### Task directions
Copy out each line in the records below that contains the word "stone".

>> START

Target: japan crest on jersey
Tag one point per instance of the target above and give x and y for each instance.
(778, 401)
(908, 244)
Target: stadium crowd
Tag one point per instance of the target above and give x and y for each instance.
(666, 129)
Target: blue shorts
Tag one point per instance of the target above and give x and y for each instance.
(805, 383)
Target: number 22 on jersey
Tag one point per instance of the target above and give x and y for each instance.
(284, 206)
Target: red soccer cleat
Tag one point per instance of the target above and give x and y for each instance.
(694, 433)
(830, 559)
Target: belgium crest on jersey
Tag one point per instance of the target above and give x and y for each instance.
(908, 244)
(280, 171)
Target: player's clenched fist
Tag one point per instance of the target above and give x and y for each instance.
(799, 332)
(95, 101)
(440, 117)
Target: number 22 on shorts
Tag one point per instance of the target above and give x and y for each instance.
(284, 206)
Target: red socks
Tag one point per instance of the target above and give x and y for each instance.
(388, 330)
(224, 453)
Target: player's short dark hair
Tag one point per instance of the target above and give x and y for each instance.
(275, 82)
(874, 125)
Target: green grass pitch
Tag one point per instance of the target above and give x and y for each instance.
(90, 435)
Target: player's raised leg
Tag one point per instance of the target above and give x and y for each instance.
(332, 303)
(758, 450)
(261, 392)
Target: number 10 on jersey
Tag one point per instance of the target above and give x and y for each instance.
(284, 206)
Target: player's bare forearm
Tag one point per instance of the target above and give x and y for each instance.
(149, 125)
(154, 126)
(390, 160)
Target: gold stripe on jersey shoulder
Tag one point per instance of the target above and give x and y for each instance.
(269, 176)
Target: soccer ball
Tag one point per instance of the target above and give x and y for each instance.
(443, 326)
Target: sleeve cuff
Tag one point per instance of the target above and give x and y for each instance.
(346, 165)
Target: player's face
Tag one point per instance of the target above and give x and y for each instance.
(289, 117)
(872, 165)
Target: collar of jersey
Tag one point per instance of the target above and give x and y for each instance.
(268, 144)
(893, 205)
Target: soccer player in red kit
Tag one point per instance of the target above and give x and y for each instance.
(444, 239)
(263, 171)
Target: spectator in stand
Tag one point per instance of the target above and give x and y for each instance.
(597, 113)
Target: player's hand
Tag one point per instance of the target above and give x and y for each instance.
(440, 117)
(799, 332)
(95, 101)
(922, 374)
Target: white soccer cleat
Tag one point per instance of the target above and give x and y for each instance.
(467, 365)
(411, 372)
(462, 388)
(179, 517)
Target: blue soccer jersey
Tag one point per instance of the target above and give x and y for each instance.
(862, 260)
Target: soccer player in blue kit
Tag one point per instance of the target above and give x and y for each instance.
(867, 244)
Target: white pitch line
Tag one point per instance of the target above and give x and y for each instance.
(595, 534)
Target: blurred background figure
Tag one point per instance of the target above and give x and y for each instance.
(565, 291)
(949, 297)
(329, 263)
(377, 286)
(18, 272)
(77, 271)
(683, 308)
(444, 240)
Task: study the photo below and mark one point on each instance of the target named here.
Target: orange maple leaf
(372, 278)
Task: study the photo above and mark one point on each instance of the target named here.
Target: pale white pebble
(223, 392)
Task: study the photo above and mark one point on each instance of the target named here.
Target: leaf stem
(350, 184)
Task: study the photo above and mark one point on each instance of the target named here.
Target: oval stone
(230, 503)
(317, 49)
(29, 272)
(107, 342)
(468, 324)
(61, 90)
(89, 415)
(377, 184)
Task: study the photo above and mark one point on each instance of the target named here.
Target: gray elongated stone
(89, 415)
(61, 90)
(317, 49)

>> END
>> START

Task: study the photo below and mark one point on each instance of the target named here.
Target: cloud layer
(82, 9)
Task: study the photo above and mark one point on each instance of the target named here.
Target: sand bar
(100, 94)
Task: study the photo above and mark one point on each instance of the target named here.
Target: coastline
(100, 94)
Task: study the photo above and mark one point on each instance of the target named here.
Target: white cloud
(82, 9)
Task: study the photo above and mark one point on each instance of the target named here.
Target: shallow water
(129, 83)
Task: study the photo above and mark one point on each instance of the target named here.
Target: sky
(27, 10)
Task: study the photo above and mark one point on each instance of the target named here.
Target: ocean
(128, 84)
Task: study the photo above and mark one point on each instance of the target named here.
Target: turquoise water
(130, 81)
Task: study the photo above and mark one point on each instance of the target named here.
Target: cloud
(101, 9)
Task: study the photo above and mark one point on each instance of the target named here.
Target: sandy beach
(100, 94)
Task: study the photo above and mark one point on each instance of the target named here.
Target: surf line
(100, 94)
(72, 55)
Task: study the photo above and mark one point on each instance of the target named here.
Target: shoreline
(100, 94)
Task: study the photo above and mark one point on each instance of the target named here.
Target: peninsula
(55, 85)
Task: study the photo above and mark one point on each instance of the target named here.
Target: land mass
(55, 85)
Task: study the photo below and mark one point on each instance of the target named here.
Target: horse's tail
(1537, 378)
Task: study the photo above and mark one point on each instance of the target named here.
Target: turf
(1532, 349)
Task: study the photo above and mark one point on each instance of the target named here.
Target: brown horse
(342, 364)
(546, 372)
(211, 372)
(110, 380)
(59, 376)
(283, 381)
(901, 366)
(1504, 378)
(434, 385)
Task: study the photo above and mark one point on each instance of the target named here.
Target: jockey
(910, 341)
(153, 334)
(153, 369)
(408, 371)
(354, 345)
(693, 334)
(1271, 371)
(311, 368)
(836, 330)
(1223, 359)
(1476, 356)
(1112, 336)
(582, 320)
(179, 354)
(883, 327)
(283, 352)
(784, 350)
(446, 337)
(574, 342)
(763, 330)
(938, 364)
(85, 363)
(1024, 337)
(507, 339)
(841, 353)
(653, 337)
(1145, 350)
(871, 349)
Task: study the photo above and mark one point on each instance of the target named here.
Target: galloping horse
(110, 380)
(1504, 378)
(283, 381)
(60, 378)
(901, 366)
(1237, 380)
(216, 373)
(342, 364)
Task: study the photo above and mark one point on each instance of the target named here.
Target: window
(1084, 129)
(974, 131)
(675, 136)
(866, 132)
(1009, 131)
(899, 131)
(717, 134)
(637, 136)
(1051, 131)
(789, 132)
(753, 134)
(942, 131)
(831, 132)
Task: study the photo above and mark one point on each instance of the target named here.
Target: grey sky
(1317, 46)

>> END

### Task output
Target: oval stone
Target: gray elongated stone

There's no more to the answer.